### EXERCISE DATA
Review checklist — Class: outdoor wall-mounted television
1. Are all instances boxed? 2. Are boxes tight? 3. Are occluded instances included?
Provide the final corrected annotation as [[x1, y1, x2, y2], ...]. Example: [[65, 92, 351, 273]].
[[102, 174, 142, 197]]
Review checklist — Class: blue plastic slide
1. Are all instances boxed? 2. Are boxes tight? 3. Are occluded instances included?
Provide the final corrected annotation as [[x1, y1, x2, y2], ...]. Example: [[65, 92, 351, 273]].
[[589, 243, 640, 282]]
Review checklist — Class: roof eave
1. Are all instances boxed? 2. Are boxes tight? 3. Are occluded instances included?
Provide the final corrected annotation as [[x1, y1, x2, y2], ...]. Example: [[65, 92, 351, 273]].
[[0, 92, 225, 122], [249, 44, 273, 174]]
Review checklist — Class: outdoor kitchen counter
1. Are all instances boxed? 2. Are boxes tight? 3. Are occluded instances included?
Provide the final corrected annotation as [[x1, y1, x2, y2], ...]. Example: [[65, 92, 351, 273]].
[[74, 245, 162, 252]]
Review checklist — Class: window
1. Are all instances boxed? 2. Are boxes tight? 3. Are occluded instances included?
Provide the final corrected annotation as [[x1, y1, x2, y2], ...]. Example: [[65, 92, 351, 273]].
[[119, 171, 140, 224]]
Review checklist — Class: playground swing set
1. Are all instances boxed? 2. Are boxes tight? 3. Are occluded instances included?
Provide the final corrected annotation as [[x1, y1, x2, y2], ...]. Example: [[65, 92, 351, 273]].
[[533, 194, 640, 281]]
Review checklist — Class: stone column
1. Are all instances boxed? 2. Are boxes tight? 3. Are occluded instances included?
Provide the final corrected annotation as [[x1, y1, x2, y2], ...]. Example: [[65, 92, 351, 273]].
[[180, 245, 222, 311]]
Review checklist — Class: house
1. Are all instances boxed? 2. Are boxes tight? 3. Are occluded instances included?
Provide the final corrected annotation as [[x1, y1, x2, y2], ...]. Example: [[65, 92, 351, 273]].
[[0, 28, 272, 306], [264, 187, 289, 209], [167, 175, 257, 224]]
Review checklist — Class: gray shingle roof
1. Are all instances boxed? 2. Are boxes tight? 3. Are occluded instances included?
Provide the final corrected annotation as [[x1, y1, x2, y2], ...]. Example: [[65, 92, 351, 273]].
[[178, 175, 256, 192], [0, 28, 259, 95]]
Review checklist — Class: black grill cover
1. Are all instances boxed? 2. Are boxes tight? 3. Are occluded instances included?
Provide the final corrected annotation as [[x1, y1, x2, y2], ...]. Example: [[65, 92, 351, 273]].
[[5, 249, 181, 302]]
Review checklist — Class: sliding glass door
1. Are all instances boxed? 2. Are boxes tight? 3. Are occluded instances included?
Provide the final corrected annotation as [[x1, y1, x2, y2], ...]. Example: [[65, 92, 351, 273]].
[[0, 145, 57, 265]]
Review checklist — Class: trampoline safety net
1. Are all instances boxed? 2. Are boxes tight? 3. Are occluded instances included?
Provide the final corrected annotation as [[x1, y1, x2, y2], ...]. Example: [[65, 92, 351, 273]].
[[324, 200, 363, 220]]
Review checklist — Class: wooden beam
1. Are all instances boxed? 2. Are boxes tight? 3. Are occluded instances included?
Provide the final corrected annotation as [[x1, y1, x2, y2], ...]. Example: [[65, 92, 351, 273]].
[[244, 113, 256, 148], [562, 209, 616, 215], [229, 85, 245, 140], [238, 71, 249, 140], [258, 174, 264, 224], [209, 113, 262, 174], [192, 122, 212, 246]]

### STATED EXERCISE
Print, without any change, the stretch of the material above from the line containing "Review checklist — Class: roof eave" through the line containing "[[5, 249, 181, 302]]", including both of those lines.

### WRITTEN RESPONSE
Review checklist — Class: roof eave
1. Are all instances boxed? 2. Are boxes tight? 3. Are occluded instances included?
Provide the final corrected annotation as [[x1, y1, x2, y2], ...]. Example: [[65, 92, 351, 273]].
[[0, 92, 225, 122], [249, 44, 273, 174]]
Review checklist — Class: outdoor kitchen counter
1. Are all instances boxed? 2. Are boxes tight? 3. Are occluded instances included?
Provide the final corrected annotation as [[x1, y1, x2, y2], ...]. Example: [[65, 92, 351, 273]].
[[74, 245, 162, 252]]
Review checklist — Class: window
1. Are all instances boxed? 2. Are boxes tight? 3. Are occluded instances included?
Provide the final corrected annotation as [[x1, y1, x2, y2], ...]. Example: [[65, 92, 351, 273]].
[[119, 171, 140, 224]]
Review checklist — Class: playground swing set
1. Are all instances boxed? 2. Are boxes tight? 3. Are occluded instances included?
Provide the final corrected annotation as [[x1, y1, x2, y2], ...]. Example: [[65, 92, 351, 273]].
[[533, 194, 640, 281]]
Review checklist — Class: stone column
1. Are all instances boxed? 2. Are boxes tight? 3. Are occluded instances included?
Provide the final corrected annotation as [[x1, y1, x2, y2], ...]. Example: [[65, 92, 351, 273]].
[[180, 245, 222, 311]]
Review checklist — Class: house
1. Are all instances boxed? 2. Are boxes tight? 3. Are occluded instances included?
Provide the final corrected annotation as [[x1, y1, x2, y2], ...]. Example: [[65, 92, 351, 273]].
[[0, 28, 272, 306], [264, 187, 289, 209], [167, 175, 257, 224]]
Review checklist — Class: gray shingle roof
1. Are all instances boxed? 2. Are boxes tight? 3. Are occluded instances included?
Provide the final corrected annotation as [[x1, y1, x2, y2], ...]. Example: [[65, 92, 351, 273]].
[[178, 175, 256, 192], [0, 28, 259, 95]]
Review checklist — Class: black grill cover
1. Are all instances boxed? 2. Are boxes tight? 3. Are occluded instances included?
Provide the final corrected annotation as [[x1, y1, x2, y2], ...]. Example: [[65, 92, 351, 273]].
[[5, 249, 181, 302]]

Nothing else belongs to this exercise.